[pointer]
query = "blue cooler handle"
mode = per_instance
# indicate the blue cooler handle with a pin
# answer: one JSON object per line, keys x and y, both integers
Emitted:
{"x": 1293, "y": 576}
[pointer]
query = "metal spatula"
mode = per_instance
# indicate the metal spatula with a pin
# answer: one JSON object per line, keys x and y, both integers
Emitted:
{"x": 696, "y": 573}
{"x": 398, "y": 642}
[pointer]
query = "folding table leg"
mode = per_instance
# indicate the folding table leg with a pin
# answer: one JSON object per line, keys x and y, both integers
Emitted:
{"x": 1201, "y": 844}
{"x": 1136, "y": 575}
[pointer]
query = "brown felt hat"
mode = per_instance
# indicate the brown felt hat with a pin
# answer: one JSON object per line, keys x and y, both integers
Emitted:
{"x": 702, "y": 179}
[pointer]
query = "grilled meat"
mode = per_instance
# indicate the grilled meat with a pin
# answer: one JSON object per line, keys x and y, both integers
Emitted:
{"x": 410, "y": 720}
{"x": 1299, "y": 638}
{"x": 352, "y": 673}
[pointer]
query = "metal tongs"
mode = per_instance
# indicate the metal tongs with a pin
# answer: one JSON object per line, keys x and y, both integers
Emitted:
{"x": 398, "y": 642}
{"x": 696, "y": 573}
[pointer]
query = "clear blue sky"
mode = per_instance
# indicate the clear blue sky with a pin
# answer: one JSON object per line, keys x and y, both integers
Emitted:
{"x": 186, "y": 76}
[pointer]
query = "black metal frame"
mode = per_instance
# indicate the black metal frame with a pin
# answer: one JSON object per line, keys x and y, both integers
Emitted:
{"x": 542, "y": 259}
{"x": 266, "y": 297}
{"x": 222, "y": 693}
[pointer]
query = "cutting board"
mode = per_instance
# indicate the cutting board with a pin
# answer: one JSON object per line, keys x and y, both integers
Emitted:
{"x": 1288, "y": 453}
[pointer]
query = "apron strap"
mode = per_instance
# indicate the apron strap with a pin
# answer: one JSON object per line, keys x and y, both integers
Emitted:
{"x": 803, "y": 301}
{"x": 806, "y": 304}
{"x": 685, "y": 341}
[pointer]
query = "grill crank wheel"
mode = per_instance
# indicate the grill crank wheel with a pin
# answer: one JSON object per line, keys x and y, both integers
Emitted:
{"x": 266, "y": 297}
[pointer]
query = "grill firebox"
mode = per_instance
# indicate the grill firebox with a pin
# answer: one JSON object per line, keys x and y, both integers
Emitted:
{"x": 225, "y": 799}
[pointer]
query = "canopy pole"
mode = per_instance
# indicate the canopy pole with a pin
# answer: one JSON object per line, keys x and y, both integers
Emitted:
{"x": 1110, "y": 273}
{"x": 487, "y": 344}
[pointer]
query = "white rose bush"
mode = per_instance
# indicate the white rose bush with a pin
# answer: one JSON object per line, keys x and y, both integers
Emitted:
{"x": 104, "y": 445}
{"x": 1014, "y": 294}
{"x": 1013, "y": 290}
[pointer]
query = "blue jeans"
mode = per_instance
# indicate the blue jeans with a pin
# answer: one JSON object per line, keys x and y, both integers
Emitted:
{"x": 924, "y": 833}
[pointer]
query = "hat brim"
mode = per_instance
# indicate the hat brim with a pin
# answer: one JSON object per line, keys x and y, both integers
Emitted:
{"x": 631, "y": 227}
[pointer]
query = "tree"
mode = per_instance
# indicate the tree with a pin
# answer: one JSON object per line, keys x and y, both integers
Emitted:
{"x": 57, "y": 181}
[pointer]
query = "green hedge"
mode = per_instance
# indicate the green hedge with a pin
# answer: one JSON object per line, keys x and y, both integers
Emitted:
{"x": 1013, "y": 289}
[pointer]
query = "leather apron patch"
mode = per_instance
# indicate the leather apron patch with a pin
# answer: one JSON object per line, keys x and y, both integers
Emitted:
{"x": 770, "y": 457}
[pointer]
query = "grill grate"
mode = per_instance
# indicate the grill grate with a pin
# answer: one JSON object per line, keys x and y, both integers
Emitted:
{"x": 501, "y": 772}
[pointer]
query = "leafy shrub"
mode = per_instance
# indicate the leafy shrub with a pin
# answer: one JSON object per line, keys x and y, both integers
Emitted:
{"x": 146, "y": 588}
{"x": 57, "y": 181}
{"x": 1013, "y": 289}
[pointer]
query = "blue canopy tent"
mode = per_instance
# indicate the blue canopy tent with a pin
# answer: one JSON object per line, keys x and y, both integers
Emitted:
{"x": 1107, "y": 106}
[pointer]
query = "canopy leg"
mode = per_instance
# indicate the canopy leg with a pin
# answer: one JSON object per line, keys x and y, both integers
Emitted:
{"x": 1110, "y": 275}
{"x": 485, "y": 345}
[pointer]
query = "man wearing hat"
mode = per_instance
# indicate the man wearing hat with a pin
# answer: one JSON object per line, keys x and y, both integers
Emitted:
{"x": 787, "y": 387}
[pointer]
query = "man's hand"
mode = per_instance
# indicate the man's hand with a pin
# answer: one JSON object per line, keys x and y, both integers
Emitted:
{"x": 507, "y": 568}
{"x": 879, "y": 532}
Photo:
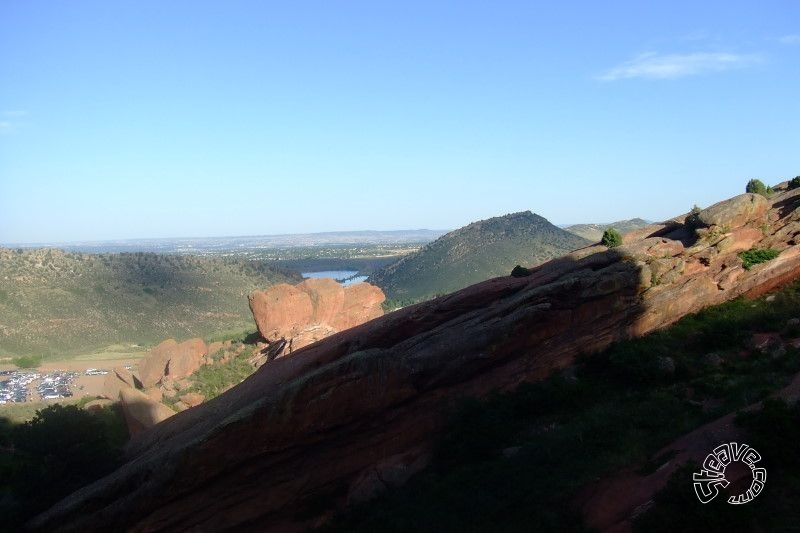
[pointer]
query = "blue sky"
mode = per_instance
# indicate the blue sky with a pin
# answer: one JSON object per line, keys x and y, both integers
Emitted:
{"x": 165, "y": 119}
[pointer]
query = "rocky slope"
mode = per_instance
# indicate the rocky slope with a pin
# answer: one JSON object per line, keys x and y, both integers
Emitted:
{"x": 475, "y": 253}
{"x": 343, "y": 419}
{"x": 292, "y": 317}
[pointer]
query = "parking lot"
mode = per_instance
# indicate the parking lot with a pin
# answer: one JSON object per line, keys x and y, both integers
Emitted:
{"x": 19, "y": 386}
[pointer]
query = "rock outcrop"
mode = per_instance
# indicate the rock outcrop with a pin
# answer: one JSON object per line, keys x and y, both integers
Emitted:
{"x": 141, "y": 412}
{"x": 312, "y": 310}
{"x": 172, "y": 359}
{"x": 356, "y": 412}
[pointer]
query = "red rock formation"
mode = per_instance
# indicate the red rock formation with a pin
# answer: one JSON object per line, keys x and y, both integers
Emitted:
{"x": 359, "y": 410}
{"x": 313, "y": 310}
{"x": 141, "y": 412}
{"x": 173, "y": 360}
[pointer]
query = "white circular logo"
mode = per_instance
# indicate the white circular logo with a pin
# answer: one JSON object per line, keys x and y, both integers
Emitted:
{"x": 708, "y": 481}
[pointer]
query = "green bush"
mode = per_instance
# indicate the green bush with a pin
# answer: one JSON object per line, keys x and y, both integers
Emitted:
{"x": 756, "y": 186}
{"x": 752, "y": 257}
{"x": 611, "y": 238}
{"x": 693, "y": 218}
{"x": 520, "y": 272}
{"x": 60, "y": 450}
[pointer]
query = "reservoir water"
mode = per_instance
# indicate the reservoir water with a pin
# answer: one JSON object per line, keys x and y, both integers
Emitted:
{"x": 345, "y": 277}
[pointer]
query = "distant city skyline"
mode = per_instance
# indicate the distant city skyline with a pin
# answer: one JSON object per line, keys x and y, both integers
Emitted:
{"x": 135, "y": 120}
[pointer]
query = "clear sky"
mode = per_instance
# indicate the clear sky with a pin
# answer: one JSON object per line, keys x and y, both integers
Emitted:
{"x": 197, "y": 118}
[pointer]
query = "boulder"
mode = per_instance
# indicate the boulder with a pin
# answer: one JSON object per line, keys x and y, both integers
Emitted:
{"x": 279, "y": 309}
{"x": 740, "y": 240}
{"x": 97, "y": 405}
{"x": 113, "y": 384}
{"x": 173, "y": 360}
{"x": 313, "y": 310}
{"x": 344, "y": 418}
{"x": 155, "y": 394}
{"x": 327, "y": 299}
{"x": 735, "y": 212}
{"x": 186, "y": 358}
{"x": 362, "y": 303}
{"x": 153, "y": 367}
{"x": 141, "y": 412}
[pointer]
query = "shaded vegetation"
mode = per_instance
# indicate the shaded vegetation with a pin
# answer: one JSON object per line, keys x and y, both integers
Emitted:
{"x": 773, "y": 431}
{"x": 594, "y": 232}
{"x": 517, "y": 460}
{"x": 754, "y": 256}
{"x": 58, "y": 303}
{"x": 474, "y": 253}
{"x": 757, "y": 186}
{"x": 611, "y": 238}
{"x": 60, "y": 450}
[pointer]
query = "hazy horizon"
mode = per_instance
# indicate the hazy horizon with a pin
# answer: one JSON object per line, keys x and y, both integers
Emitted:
{"x": 142, "y": 120}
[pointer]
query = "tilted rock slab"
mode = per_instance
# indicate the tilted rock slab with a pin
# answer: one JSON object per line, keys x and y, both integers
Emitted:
{"x": 172, "y": 359}
{"x": 299, "y": 314}
{"x": 350, "y": 415}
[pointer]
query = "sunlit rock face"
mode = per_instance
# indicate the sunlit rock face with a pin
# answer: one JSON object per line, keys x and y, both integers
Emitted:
{"x": 356, "y": 412}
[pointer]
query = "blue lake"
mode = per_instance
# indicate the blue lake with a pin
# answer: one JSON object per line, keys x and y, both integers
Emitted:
{"x": 345, "y": 277}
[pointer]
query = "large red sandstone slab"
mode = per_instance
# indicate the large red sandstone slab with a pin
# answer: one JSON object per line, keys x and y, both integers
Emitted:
{"x": 173, "y": 360}
{"x": 299, "y": 314}
{"x": 331, "y": 422}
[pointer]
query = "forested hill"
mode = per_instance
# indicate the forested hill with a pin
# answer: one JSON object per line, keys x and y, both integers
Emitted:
{"x": 56, "y": 303}
{"x": 594, "y": 232}
{"x": 474, "y": 253}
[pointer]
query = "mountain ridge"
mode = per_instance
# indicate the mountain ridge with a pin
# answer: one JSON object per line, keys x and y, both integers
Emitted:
{"x": 474, "y": 253}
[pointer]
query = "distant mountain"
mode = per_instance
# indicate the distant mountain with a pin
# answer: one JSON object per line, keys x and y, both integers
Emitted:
{"x": 54, "y": 302}
{"x": 218, "y": 245}
{"x": 594, "y": 232}
{"x": 474, "y": 253}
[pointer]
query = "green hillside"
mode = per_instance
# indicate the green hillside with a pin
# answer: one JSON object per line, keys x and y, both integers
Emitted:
{"x": 594, "y": 232}
{"x": 474, "y": 253}
{"x": 56, "y": 303}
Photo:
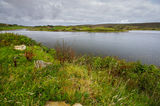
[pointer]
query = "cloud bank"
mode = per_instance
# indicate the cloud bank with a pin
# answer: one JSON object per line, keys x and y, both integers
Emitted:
{"x": 66, "y": 12}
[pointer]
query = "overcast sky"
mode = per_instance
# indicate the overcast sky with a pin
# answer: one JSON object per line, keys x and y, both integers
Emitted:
{"x": 66, "y": 12}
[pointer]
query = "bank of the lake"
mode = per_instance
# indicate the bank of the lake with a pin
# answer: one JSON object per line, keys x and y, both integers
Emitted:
{"x": 86, "y": 80}
{"x": 131, "y": 46}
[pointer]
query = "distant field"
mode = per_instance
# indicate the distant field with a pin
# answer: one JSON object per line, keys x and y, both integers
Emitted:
{"x": 87, "y": 28}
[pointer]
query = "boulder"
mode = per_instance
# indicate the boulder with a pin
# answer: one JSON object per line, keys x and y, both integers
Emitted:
{"x": 41, "y": 64}
{"x": 20, "y": 47}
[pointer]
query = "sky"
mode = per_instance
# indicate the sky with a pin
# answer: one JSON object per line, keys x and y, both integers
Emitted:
{"x": 73, "y": 12}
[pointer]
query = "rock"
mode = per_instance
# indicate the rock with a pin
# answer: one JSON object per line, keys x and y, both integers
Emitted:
{"x": 41, "y": 64}
{"x": 77, "y": 104}
{"x": 50, "y": 103}
{"x": 20, "y": 47}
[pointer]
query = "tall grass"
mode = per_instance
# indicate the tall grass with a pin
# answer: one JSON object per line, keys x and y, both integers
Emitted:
{"x": 91, "y": 81}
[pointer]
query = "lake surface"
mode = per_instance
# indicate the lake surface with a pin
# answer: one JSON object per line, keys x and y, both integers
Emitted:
{"x": 131, "y": 46}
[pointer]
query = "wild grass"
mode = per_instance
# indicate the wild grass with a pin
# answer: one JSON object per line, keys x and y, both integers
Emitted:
{"x": 4, "y": 27}
{"x": 91, "y": 81}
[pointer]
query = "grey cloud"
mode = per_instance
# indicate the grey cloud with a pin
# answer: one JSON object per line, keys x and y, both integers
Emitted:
{"x": 37, "y": 12}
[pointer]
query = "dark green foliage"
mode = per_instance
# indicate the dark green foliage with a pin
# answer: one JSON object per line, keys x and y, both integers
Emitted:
{"x": 9, "y": 39}
{"x": 87, "y": 80}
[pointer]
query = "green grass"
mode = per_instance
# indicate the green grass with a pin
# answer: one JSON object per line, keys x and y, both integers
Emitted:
{"x": 86, "y": 80}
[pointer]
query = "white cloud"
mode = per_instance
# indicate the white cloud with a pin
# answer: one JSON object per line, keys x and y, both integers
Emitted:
{"x": 36, "y": 12}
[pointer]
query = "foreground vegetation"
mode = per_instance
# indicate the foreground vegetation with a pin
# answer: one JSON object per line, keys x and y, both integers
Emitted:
{"x": 86, "y": 80}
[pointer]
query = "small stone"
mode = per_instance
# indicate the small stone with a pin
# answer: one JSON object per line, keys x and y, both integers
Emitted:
{"x": 77, "y": 104}
{"x": 41, "y": 64}
{"x": 50, "y": 103}
{"x": 20, "y": 47}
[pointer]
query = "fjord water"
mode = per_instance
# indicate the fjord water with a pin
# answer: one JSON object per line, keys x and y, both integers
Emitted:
{"x": 131, "y": 46}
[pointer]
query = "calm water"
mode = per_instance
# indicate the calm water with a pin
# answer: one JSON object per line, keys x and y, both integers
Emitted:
{"x": 132, "y": 46}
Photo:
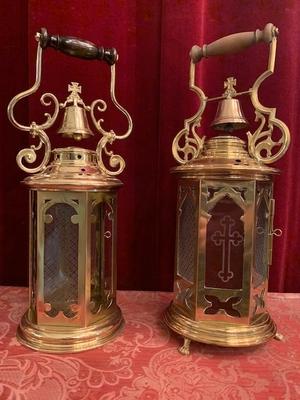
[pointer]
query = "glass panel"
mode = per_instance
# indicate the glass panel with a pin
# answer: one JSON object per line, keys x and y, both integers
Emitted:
{"x": 61, "y": 260}
{"x": 33, "y": 247}
{"x": 97, "y": 257}
{"x": 225, "y": 246}
{"x": 187, "y": 233}
{"x": 101, "y": 256}
{"x": 261, "y": 244}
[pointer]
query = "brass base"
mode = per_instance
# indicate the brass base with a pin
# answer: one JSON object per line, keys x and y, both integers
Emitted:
{"x": 55, "y": 339}
{"x": 219, "y": 333}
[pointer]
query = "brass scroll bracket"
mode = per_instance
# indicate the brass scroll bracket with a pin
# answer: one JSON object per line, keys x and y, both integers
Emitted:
{"x": 82, "y": 49}
{"x": 261, "y": 144}
{"x": 187, "y": 147}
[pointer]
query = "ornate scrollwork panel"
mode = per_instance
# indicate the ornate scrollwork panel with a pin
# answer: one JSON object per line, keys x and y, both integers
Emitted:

· · · ·

TRY IT –
Copy out every line from the data above that has "apron" in it.

RESULT FOR THIS EXERCISE –
query = "apron strap"
# indicate the apron strap with a pin
query = "leather apron patch"
# indicate the leather apron patch with a pin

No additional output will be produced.